Write the entries out again exactly as they stand, but without the pictures.

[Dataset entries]

┌────────

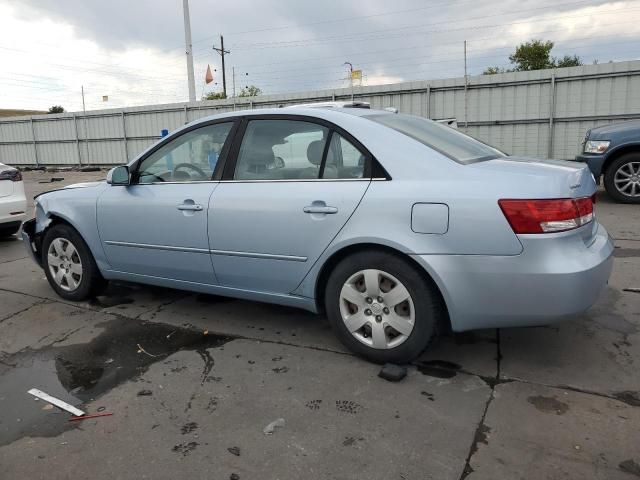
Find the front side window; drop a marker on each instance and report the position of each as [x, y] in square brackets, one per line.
[446, 140]
[281, 150]
[189, 158]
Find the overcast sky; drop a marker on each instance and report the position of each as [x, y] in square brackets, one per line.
[133, 50]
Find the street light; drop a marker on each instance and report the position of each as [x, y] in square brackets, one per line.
[350, 77]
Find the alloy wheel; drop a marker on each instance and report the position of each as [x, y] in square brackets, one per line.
[627, 179]
[64, 264]
[377, 309]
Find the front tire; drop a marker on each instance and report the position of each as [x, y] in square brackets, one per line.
[622, 179]
[381, 307]
[6, 232]
[69, 265]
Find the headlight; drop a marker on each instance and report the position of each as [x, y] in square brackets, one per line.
[596, 146]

└────────

Solution to the problem:
Find the front side window; drop a marker on each instance and report the position of each as [x, y] in square brackets, one per line.
[446, 140]
[281, 150]
[189, 158]
Find the overcast sky; drop a marker on each instance and report the position of each as [x, y] in square brackets, one per line.
[133, 50]
Find the street light; drop a marker on each instance and report the position of each as [x, y] in square brackets, one per line.
[350, 77]
Find the alloy wheel; drop a marker on each instance and report the position of each as [x, y] in square brackets, one per line.
[627, 179]
[64, 264]
[377, 309]
Find the front tire; drop a marker on each instance and report the position of each as [x, y] in square brackets, one per line.
[622, 179]
[381, 307]
[6, 232]
[69, 265]
Find the headlight; drop a marker on each instance and report the position of each as [x, y] in square brackets, one per line.
[596, 146]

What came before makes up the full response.